Return each line of the following records that contains the string "decoration", copying the whole line.

--- Listed records ---

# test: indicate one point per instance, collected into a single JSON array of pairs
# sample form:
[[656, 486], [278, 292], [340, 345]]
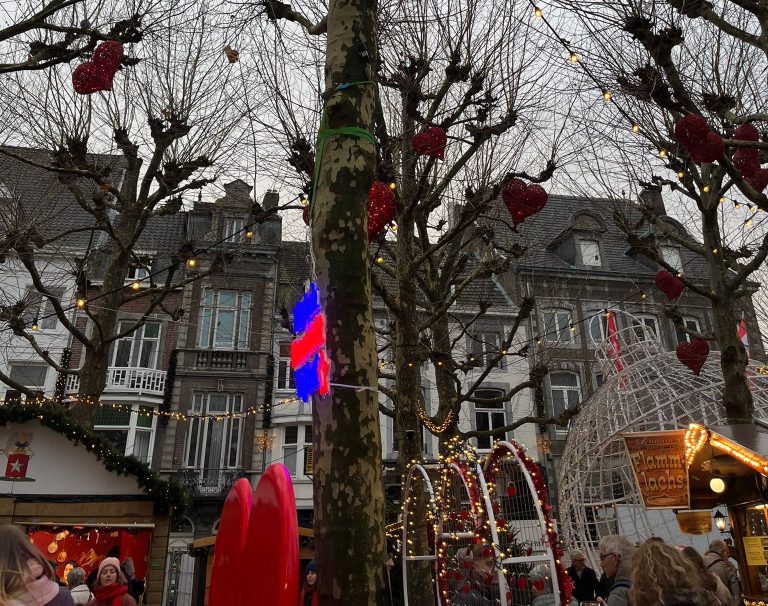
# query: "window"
[[29, 375], [140, 348], [130, 428], [683, 337], [214, 443], [233, 229], [225, 319], [590, 253], [295, 451], [484, 346], [564, 390], [489, 415], [671, 256], [286, 381], [645, 327], [556, 324], [39, 308]]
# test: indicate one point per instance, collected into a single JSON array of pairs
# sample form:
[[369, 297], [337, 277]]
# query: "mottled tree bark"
[[348, 485]]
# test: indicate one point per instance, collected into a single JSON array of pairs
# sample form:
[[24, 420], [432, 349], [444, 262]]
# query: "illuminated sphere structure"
[[652, 392]]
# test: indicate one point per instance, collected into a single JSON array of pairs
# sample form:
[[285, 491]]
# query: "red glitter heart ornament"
[[523, 201], [693, 354], [431, 143], [381, 208], [669, 284]]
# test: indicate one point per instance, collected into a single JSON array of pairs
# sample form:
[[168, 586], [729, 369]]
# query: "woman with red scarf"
[[111, 588], [309, 590]]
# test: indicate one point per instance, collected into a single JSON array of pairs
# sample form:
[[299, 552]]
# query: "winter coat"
[[619, 591], [727, 573], [585, 588], [81, 595]]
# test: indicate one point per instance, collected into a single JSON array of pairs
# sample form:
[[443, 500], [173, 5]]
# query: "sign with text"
[[658, 462]]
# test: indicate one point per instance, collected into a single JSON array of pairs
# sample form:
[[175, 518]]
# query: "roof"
[[541, 233], [33, 197]]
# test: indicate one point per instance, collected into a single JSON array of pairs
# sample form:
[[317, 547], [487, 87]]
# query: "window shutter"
[[309, 460]]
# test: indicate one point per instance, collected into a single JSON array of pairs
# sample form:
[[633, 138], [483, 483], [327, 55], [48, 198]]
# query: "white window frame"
[[587, 259], [201, 430], [133, 429], [646, 320], [210, 313], [561, 331], [691, 324], [491, 413]]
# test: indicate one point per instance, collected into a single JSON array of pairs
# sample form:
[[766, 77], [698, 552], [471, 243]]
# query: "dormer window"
[[590, 253]]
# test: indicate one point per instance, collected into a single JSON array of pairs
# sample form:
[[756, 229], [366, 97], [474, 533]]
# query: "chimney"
[[271, 199], [652, 199]]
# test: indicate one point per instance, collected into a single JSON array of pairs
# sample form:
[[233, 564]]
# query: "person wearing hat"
[[111, 588], [308, 595]]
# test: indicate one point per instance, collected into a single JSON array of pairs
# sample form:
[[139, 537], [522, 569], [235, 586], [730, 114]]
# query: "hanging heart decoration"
[[668, 284], [381, 208], [693, 354], [430, 142], [94, 76], [523, 201]]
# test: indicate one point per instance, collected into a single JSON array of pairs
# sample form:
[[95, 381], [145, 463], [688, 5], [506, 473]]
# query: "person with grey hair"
[[716, 560], [584, 578], [616, 561], [79, 591]]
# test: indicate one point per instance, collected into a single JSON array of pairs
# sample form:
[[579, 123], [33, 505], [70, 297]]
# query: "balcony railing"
[[208, 482], [128, 380]]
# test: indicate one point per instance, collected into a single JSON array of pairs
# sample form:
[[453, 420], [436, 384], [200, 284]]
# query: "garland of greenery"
[[169, 496]]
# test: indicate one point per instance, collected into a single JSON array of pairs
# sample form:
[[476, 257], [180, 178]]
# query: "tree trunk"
[[348, 484], [737, 398]]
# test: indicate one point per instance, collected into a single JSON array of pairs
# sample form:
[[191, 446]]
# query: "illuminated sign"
[[309, 360]]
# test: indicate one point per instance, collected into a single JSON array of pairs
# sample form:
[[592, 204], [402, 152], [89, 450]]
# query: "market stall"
[[78, 499]]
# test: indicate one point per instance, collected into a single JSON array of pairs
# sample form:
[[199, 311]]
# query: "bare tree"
[[657, 63]]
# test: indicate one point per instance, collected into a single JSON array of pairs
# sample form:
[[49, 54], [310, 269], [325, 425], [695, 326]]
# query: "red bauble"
[[693, 354], [708, 151], [109, 55], [669, 284], [431, 142], [747, 161], [746, 132], [691, 130], [89, 78], [523, 201], [758, 181], [381, 208]]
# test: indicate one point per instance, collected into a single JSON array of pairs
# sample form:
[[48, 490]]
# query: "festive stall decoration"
[[670, 285], [523, 201], [381, 208], [309, 359], [94, 76], [693, 354], [430, 142], [482, 542]]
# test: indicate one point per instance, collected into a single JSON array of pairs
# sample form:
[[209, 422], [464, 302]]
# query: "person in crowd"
[[585, 583], [26, 577], [308, 595], [81, 595], [541, 587], [709, 579], [135, 585], [663, 576], [616, 560], [111, 588], [716, 560]]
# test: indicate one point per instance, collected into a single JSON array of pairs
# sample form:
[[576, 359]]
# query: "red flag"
[[613, 338]]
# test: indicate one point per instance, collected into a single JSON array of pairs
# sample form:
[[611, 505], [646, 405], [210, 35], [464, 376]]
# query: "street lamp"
[[720, 521]]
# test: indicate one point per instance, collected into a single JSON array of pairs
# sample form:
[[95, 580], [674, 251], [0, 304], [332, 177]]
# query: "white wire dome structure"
[[653, 391]]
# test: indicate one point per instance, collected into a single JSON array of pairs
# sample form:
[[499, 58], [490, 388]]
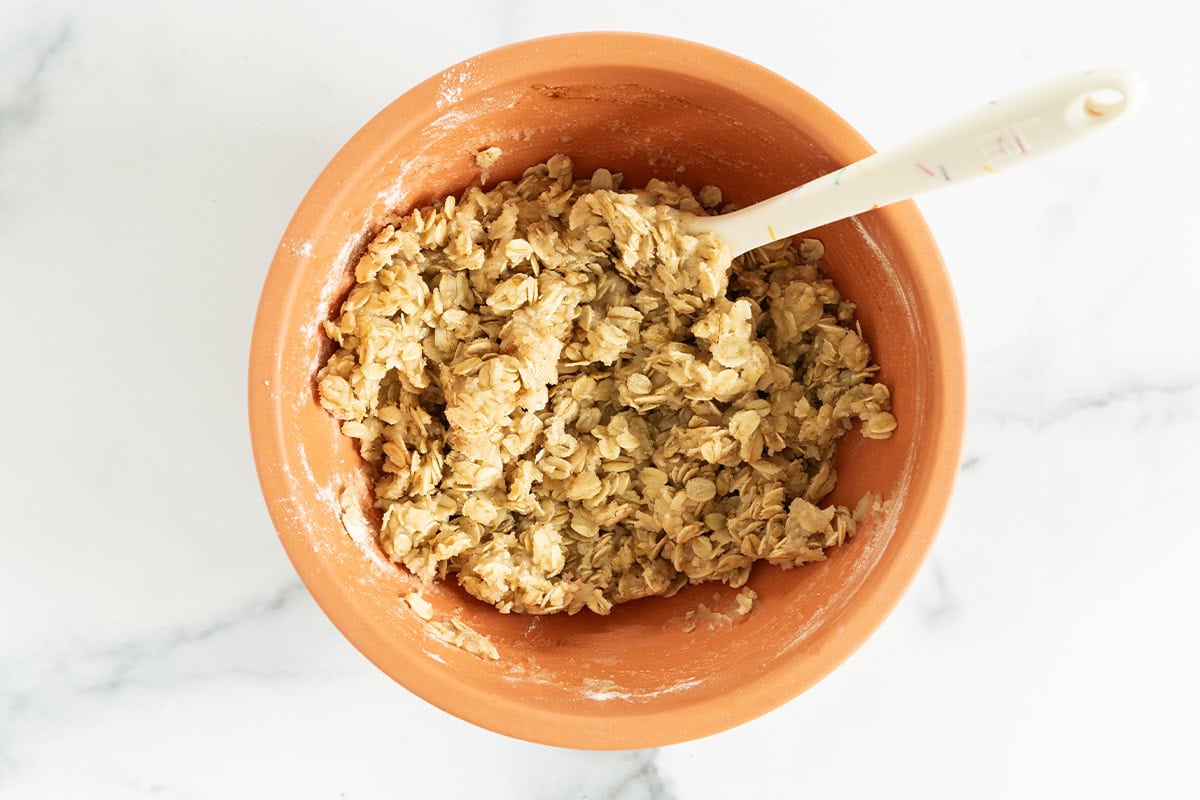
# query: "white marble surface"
[[154, 641]]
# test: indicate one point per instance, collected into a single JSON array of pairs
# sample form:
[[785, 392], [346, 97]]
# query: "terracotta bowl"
[[646, 106]]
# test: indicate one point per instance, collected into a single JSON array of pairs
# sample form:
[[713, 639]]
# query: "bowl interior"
[[648, 108]]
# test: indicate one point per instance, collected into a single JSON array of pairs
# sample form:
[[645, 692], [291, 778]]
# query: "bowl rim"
[[863, 613]]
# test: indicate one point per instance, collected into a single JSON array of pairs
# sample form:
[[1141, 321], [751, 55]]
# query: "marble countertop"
[[154, 639]]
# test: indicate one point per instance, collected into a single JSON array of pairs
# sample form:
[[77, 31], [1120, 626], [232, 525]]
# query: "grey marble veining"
[[154, 641]]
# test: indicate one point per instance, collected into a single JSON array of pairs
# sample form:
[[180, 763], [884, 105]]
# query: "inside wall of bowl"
[[640, 124]]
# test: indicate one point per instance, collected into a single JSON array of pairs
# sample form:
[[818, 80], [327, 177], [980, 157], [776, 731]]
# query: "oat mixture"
[[571, 403]]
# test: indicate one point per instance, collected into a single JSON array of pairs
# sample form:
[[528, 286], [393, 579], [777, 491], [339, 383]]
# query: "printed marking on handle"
[[1007, 142]]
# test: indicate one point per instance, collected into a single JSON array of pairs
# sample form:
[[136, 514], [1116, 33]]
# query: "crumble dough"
[[571, 403]]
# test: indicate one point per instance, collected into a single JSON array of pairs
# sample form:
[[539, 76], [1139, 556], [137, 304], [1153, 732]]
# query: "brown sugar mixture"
[[571, 403]]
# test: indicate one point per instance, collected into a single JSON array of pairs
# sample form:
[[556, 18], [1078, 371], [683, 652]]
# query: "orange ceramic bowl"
[[648, 107]]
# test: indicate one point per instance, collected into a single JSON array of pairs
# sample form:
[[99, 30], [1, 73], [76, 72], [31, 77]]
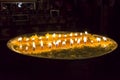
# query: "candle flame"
[[86, 32], [85, 39], [98, 39], [104, 38], [20, 39]]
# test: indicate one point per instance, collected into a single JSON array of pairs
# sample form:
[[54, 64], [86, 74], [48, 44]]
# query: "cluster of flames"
[[37, 44]]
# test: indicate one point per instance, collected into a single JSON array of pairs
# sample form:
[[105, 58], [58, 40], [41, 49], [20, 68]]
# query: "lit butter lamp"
[[62, 45]]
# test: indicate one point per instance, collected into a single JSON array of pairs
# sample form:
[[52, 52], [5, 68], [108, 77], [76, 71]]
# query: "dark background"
[[95, 16]]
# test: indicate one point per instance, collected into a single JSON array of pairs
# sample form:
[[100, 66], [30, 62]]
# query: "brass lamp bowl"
[[62, 45]]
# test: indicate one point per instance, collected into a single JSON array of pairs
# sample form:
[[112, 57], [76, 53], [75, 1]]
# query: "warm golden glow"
[[37, 44]]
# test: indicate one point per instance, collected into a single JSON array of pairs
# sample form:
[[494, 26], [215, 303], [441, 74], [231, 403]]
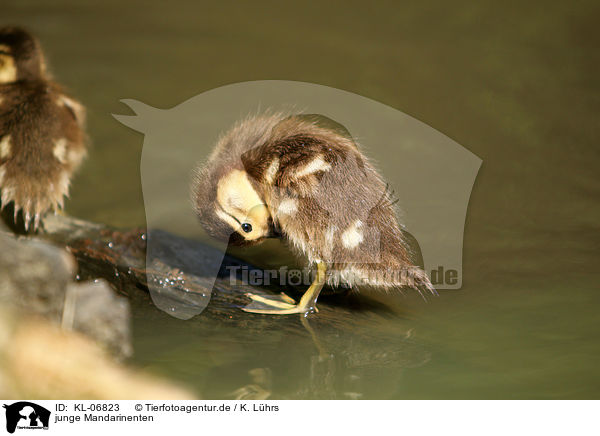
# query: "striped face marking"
[[240, 206], [314, 166], [289, 206]]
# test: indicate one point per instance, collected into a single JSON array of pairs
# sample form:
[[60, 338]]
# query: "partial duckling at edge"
[[42, 140], [288, 176]]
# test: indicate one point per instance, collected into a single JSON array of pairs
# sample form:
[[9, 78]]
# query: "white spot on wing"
[[352, 236], [60, 150], [272, 171], [287, 207], [316, 165], [5, 147]]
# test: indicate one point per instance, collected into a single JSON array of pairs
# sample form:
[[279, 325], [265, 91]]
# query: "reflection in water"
[[335, 354]]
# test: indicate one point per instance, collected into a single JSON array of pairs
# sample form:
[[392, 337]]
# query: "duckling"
[[41, 130], [289, 176]]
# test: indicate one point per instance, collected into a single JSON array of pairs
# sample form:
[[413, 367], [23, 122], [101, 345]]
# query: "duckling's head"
[[229, 206], [20, 56]]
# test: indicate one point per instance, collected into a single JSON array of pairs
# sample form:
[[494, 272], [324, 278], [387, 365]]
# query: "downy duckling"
[[287, 176], [41, 130]]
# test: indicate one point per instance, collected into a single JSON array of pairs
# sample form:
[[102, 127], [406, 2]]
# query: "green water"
[[518, 86]]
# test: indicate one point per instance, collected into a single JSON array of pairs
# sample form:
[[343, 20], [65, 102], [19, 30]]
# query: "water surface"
[[517, 86]]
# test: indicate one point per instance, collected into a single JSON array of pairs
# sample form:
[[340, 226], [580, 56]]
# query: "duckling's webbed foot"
[[273, 304], [284, 305]]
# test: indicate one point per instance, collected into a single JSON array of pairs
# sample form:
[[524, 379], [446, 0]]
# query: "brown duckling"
[[41, 130], [288, 176]]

---

Reply
# query: "hanging heart decoration"
# query: "festive stall decoration"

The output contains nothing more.